= Task statement =
Turn the records below into a numbered list, leaving out any blank lines.

(Detection annotation records)
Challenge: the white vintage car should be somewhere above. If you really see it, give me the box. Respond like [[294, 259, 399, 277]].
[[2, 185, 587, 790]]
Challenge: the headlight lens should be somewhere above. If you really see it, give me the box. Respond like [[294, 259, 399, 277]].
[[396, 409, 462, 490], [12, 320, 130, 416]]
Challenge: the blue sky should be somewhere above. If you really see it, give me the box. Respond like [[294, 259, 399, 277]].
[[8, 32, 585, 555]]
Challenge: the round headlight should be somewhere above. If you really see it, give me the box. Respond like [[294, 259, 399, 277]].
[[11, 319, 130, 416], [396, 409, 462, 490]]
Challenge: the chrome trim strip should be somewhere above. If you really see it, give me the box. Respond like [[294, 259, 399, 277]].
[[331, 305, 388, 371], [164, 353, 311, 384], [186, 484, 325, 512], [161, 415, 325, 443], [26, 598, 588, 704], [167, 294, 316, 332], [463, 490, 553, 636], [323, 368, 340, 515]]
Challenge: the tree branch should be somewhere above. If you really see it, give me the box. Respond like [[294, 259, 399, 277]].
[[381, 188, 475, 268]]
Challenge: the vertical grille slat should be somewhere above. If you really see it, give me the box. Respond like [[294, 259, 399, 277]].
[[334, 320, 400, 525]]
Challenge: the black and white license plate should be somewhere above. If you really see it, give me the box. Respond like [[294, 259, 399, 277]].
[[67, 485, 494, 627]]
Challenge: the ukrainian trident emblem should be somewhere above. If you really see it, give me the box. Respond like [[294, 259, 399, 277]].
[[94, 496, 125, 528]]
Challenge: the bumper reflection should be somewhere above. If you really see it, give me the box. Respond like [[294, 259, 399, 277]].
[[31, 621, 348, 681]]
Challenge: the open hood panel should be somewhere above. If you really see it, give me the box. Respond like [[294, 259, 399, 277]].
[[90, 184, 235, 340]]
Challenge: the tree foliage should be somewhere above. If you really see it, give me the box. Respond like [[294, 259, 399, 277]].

= Solution =
1. Challenge: the white vintage car should be somewhere above. If you really see it, give me the box. Respond like [[294, 259, 399, 277]].
2. [[2, 185, 587, 790]]
3. Challenge: the headlight lens should be somewhere above. If you really see it, give me the box. Respond like [[294, 259, 399, 277]].
4. [[396, 409, 462, 490], [12, 320, 130, 416]]
5. Challenge: the blue sky should be somewhere above. If you really see it, give me the box. Respond like [[294, 259, 399, 277]].
6. [[8, 32, 585, 555]]
7. Challenge: the round headlight should be somewhere above. If you really see it, give me the box. Respond like [[294, 259, 399, 277]].
8. [[11, 319, 130, 416], [396, 409, 462, 490]]
9. Challenge: the chrome trim strip should be somewhere above. If you really see it, give me the box. Respond like [[294, 259, 399, 277]].
10. [[331, 305, 388, 371], [164, 353, 311, 384], [186, 484, 325, 512], [161, 415, 325, 443], [26, 598, 588, 704], [167, 294, 316, 332], [463, 490, 553, 636], [323, 368, 340, 515]]
11. Challenge: the tree branch should be somewhere above. If you really see it, give me the box. Respond like [[294, 259, 399, 277]].
12. [[381, 188, 475, 268]]
13. Challenge: the vertical grille slat should be somewhere above. If you really see it, give me the box. Respond like [[294, 259, 399, 277]].
14. [[334, 320, 400, 525]]
15. Challenge: the black and white license plate should be somewhere above. If you really see it, give me the box. Respond like [[294, 259, 399, 277]].
16. [[67, 485, 494, 627]]
17. Challenge: the ukrainian trident emblem should be somewhere above. If you really see it, give me the box. Respond like [[294, 259, 399, 277]].
18. [[94, 496, 125, 528]]
19. Challenge: the bumper reflection should be somewhere above. If you really see it, give me the box. Respond like [[294, 259, 399, 277]].
20. [[31, 621, 348, 681]]
21. Challenge: the open hood panel should be somewhere above. If you really see it, give me the box. Respond like [[294, 259, 399, 277]].
22. [[90, 184, 235, 340]]
23. Challenge: the tree foliage should be somewhere above. If you really see it, give me the box. Respond like [[294, 259, 399, 277]].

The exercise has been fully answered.